**Your instructions**. Copy out the part of the listing below that opens with the line containing "Every instance of the dark" and runs through the listing's final line, including both ends.
** start Provided material **
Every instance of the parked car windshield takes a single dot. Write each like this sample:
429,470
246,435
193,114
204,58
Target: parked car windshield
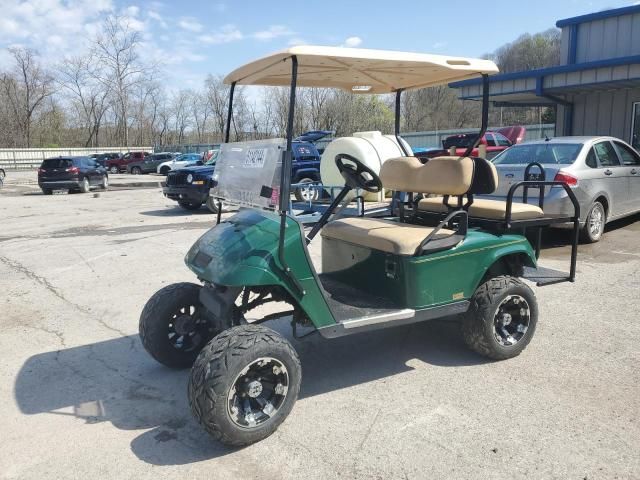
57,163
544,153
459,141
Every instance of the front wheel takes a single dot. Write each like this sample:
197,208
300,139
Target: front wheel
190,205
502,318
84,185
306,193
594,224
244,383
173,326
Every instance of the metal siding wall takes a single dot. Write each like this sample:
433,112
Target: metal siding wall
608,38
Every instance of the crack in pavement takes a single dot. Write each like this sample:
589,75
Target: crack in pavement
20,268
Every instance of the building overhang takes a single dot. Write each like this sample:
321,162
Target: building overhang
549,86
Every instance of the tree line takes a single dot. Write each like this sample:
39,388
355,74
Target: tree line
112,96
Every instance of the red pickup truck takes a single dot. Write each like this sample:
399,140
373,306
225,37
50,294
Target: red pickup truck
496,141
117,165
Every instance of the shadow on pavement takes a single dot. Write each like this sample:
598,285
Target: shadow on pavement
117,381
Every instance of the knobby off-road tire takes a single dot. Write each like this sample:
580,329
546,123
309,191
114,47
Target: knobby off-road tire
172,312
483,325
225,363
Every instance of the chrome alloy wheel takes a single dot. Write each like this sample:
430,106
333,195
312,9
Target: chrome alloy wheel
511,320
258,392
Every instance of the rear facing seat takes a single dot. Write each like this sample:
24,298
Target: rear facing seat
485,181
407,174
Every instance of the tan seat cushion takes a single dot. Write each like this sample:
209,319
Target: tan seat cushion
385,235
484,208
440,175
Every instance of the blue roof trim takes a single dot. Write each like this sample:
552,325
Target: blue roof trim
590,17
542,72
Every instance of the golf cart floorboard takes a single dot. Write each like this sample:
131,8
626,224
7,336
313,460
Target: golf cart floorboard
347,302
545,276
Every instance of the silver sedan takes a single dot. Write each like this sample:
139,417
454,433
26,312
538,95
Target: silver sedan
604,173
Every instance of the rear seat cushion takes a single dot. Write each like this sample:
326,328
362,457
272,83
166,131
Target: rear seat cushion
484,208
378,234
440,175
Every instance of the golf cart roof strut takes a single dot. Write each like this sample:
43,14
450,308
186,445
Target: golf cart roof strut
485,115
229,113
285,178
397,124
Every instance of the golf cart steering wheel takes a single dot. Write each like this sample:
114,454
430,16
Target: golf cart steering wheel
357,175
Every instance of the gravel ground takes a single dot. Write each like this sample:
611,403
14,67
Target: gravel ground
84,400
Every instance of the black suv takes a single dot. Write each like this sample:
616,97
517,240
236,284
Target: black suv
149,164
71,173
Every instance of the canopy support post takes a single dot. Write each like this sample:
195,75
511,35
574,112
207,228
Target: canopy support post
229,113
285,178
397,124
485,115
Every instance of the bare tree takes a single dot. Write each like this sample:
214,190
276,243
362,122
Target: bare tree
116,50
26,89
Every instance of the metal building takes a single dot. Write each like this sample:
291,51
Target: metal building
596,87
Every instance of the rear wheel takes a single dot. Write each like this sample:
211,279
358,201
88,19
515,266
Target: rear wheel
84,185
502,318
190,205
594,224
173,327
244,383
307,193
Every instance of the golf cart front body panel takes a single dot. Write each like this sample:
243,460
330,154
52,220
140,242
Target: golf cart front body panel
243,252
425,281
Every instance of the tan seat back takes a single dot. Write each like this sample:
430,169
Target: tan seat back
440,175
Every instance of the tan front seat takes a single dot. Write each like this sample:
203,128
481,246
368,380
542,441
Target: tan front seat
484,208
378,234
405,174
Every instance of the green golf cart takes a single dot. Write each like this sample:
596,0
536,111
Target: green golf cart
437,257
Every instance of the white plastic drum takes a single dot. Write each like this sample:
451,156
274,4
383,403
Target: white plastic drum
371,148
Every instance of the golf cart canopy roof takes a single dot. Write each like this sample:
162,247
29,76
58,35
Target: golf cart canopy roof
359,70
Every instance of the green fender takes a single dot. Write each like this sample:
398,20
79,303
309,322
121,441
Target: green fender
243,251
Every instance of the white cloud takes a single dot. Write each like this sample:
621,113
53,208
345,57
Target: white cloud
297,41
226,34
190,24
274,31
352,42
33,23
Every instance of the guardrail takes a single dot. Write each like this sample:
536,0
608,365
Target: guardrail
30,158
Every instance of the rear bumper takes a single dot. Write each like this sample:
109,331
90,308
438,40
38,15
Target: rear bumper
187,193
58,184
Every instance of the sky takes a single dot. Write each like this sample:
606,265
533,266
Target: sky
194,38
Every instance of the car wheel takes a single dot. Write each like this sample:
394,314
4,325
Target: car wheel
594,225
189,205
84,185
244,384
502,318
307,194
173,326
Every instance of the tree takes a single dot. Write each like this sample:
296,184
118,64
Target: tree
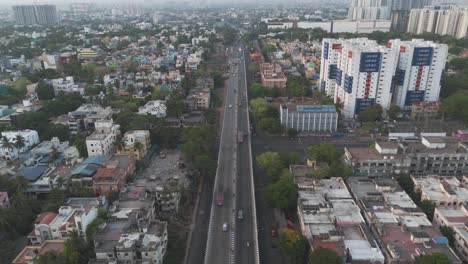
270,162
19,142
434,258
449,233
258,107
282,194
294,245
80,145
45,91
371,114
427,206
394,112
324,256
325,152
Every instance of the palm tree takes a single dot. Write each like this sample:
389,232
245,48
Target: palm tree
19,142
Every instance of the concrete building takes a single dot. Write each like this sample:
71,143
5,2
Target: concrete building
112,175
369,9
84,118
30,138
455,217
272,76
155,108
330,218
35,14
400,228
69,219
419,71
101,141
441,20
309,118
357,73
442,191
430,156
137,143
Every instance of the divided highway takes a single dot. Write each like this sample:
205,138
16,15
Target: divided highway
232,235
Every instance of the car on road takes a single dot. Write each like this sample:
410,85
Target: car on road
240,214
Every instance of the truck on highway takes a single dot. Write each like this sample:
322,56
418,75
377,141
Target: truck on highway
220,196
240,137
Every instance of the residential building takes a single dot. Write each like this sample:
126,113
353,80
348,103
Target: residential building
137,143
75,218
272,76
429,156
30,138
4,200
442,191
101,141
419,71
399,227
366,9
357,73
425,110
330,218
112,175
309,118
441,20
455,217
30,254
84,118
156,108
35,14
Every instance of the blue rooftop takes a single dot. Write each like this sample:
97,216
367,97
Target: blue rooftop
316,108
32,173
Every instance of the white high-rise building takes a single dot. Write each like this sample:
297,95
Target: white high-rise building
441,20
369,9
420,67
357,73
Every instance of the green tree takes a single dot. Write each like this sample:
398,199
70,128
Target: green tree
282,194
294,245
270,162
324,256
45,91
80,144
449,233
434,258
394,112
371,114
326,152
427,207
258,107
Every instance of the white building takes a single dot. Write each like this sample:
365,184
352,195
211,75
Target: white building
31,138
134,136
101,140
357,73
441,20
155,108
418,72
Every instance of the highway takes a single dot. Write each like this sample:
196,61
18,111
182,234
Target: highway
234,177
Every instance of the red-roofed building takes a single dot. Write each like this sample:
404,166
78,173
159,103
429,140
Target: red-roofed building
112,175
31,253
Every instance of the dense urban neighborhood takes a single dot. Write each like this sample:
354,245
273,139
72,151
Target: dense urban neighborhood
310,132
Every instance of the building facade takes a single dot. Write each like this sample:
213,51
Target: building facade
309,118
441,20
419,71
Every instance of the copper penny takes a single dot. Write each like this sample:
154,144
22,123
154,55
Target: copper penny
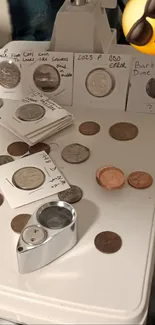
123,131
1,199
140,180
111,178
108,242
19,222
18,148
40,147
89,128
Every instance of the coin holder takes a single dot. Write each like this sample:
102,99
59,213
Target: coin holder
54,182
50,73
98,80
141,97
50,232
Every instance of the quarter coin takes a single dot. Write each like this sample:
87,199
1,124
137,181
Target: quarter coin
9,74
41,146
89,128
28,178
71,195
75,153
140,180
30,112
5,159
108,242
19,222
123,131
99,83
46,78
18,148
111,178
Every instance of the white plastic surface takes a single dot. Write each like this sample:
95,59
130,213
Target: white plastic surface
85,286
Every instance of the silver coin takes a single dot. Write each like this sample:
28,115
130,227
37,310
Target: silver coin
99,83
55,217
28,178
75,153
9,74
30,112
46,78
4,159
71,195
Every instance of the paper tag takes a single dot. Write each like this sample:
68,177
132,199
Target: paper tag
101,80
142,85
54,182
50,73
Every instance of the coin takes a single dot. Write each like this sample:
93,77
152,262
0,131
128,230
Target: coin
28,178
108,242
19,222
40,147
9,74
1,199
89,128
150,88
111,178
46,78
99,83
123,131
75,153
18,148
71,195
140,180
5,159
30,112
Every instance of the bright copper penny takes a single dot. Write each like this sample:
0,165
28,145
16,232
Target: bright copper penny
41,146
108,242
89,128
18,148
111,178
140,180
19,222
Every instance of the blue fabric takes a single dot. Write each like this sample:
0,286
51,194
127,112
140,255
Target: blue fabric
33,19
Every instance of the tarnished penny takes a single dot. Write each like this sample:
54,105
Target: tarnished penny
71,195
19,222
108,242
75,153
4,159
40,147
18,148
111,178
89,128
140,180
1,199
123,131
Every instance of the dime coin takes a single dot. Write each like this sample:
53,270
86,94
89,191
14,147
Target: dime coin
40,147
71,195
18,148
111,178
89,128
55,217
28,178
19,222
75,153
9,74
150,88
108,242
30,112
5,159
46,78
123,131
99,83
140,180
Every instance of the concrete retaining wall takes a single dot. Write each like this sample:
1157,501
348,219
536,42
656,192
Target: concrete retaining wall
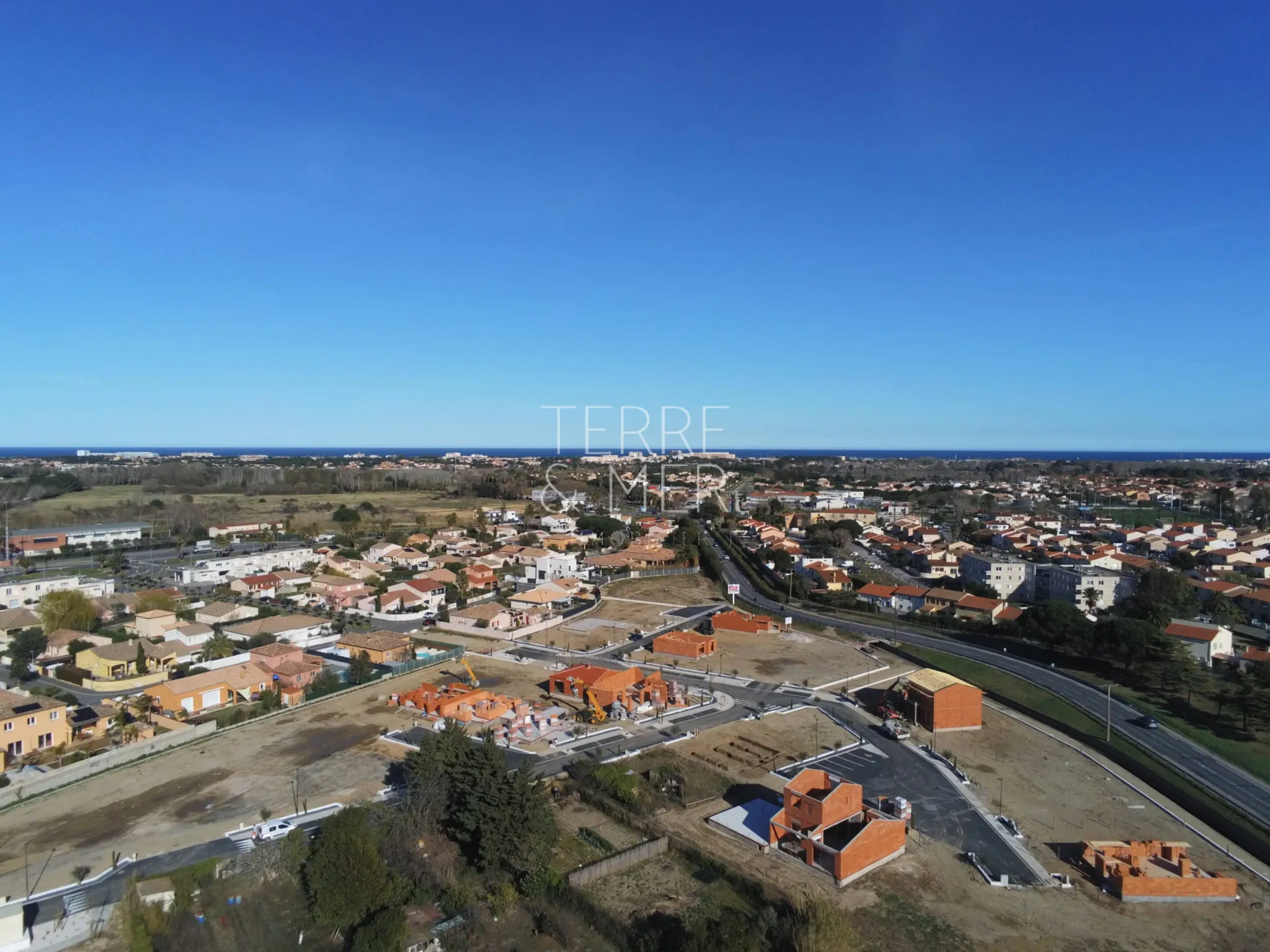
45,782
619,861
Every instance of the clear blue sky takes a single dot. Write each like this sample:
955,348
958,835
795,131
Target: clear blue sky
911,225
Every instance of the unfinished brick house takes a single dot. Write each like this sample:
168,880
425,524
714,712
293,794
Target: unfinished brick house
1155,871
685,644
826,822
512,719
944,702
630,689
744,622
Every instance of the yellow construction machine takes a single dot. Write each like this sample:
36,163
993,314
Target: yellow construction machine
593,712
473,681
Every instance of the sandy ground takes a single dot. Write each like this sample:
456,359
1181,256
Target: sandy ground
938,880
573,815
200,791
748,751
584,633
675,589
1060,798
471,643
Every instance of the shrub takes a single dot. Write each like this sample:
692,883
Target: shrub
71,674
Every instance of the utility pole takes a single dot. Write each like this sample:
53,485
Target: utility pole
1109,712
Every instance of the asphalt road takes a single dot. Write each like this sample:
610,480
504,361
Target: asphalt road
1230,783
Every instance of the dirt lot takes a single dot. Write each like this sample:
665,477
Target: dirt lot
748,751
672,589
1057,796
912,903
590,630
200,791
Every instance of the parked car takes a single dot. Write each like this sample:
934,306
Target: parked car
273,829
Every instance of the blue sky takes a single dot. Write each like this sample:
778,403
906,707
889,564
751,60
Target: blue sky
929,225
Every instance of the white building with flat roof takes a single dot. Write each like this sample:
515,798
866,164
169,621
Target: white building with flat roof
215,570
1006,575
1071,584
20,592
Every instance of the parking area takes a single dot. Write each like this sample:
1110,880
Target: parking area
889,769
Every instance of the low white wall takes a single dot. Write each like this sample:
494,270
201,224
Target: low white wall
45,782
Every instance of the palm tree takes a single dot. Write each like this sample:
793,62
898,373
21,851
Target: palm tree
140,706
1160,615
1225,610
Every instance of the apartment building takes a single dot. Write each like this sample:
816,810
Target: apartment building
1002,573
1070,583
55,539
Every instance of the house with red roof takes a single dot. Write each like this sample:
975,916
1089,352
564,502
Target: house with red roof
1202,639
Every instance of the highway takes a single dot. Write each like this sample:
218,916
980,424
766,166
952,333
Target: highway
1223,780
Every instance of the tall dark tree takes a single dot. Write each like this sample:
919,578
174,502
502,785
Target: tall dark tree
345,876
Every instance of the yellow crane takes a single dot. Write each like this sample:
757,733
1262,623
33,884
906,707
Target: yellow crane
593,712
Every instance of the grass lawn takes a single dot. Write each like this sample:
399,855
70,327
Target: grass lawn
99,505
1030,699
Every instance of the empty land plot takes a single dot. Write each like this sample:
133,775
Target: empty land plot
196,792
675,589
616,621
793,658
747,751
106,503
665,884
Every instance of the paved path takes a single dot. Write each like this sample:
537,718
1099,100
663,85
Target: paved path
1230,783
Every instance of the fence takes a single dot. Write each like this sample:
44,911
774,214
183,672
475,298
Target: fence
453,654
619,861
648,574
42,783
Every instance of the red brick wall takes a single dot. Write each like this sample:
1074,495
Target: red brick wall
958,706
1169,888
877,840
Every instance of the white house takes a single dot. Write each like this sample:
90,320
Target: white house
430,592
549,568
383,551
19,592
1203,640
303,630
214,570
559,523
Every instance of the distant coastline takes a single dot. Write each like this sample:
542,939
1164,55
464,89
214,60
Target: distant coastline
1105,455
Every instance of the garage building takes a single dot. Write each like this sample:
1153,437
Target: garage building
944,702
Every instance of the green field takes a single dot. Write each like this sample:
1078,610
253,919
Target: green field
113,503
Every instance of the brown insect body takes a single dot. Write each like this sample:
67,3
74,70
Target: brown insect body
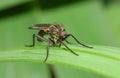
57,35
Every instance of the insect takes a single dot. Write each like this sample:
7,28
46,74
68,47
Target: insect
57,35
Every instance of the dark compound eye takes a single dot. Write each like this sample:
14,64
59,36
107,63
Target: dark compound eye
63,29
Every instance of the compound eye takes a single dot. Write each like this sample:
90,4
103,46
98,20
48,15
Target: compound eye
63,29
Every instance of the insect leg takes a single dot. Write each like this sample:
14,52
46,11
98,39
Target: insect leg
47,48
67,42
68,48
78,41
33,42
** end Provided material **
**Right answer**.
Every instance of the dark compound eye takes a single dot. Write each like this sample:
14,64
59,36
107,63
Target: dark compound eye
63,29
Every instance of the compound eye takes a single dot. Write each like this sample:
90,4
103,46
98,20
48,15
Target: compound eye
63,29
Every instance of the insect leg takes a single dot. Write each like this sample:
14,52
46,11
98,39
Target: insect leg
47,48
67,42
68,48
78,41
33,42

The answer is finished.